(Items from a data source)
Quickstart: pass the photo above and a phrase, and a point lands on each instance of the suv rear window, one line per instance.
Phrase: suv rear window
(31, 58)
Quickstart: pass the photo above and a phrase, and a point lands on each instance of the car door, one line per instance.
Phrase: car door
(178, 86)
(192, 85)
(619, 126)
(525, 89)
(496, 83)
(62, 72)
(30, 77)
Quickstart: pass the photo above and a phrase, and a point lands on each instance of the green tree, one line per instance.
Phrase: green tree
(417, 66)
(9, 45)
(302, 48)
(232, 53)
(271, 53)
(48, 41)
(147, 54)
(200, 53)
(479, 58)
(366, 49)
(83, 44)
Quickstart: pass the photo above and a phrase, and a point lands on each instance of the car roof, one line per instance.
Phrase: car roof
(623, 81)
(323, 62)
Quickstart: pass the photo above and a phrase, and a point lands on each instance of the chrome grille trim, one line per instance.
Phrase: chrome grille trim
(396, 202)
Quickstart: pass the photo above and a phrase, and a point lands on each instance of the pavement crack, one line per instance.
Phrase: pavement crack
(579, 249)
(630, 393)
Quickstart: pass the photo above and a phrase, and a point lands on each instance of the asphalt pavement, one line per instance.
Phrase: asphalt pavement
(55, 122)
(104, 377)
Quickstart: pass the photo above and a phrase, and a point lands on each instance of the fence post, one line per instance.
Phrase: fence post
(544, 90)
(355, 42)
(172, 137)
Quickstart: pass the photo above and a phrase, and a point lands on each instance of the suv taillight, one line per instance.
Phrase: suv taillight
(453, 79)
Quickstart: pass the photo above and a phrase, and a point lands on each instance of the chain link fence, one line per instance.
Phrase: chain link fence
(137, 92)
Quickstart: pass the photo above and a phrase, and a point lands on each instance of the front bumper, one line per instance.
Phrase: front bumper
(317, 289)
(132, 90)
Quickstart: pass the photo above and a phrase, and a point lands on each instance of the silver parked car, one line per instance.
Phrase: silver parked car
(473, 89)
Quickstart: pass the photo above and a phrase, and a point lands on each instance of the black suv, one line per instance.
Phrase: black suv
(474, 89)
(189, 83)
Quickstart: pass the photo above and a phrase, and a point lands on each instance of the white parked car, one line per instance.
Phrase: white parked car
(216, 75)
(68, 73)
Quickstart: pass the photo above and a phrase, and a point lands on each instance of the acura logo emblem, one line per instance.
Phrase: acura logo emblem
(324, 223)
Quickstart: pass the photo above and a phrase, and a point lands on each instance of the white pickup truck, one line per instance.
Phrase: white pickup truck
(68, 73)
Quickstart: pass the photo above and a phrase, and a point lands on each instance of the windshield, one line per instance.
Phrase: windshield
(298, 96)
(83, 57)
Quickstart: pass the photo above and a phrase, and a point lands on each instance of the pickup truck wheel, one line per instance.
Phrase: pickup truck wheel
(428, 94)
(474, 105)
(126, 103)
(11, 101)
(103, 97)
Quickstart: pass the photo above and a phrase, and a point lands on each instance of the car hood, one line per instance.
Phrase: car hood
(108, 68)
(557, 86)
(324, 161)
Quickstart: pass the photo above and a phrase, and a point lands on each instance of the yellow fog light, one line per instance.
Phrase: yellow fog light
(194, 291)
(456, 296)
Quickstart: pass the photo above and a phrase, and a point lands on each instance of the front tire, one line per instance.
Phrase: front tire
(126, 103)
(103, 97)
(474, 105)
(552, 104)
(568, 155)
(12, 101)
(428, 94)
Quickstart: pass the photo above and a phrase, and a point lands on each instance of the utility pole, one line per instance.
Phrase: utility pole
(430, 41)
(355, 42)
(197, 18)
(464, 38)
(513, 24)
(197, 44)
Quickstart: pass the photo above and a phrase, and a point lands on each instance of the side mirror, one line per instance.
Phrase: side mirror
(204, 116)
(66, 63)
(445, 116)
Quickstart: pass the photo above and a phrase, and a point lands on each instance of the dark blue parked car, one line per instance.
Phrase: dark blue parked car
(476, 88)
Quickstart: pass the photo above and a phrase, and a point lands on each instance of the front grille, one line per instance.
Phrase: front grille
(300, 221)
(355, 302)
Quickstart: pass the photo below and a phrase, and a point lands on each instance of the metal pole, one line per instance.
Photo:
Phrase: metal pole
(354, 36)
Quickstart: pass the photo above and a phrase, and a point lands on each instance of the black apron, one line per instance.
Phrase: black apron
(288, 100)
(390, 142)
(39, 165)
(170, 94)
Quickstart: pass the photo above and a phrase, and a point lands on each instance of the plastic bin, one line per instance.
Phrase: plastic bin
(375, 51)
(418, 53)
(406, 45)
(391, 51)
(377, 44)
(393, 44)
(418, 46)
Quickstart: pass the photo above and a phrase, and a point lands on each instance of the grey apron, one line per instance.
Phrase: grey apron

EXERCISE OBJECTIVE: Each line of the entries above that contains "grey" is to be copied.

EXERCISE RESPONSE:
Quickstart: pass the photo above and a phrase, and a point lands on each instance of the grey apron, one line per instance.
Phrase: grey apron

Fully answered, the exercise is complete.